>> start Rows

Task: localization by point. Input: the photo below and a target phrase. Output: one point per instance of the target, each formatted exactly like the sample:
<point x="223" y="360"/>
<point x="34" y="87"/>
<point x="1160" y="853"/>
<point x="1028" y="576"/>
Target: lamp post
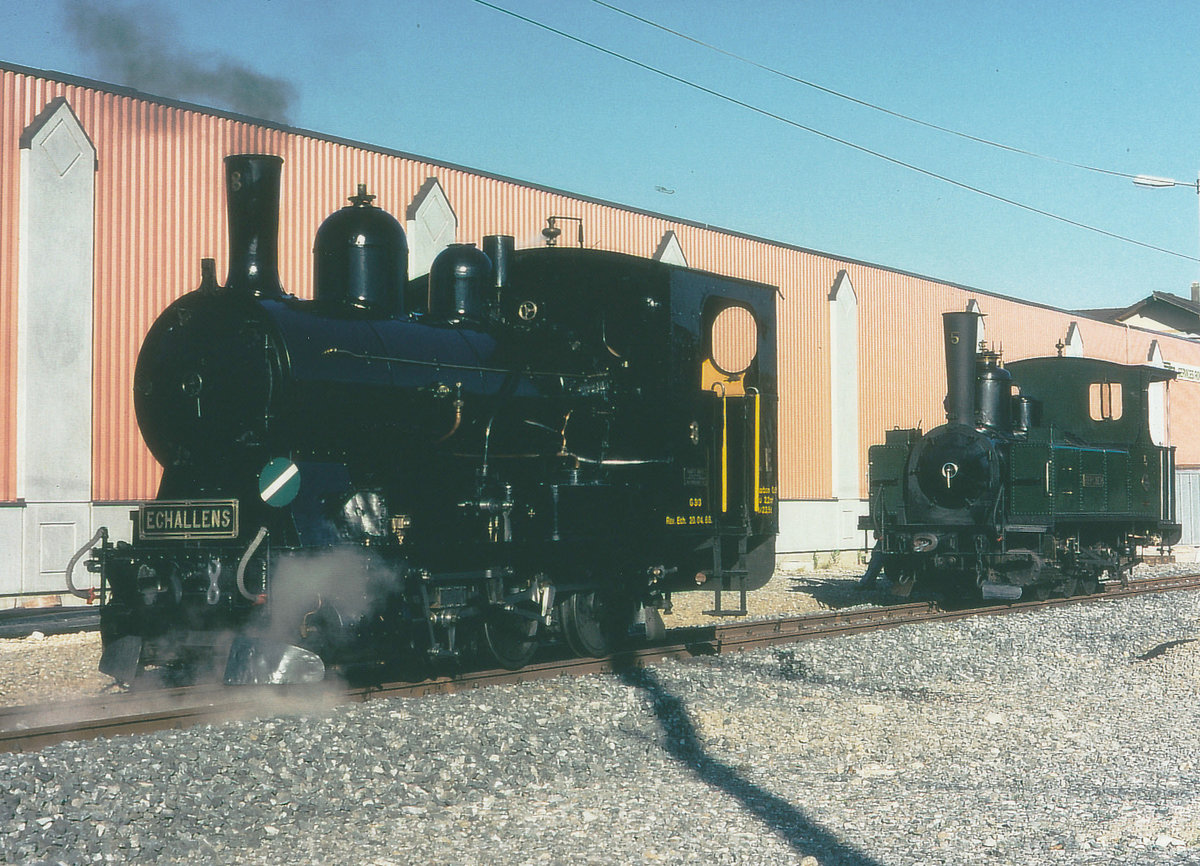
<point x="1152" y="182"/>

>> end Rows

▸ Problem to solve
Reproduce all lines of the items above, including the requests, and add 63 to each coordinate in the answers while keeping the sample coordinates in the requests unchanged. Leave the pictures out of your answer.

▸ Solution to this task
Task: localization by point. Input: the photo below and a target phrase. Output: one point per instance of the target, each formatted exactly like the sample:
<point x="223" y="360"/>
<point x="34" y="87"/>
<point x="1160" y="853"/>
<point x="1028" y="576"/>
Target: lamp post
<point x="1215" y="245"/>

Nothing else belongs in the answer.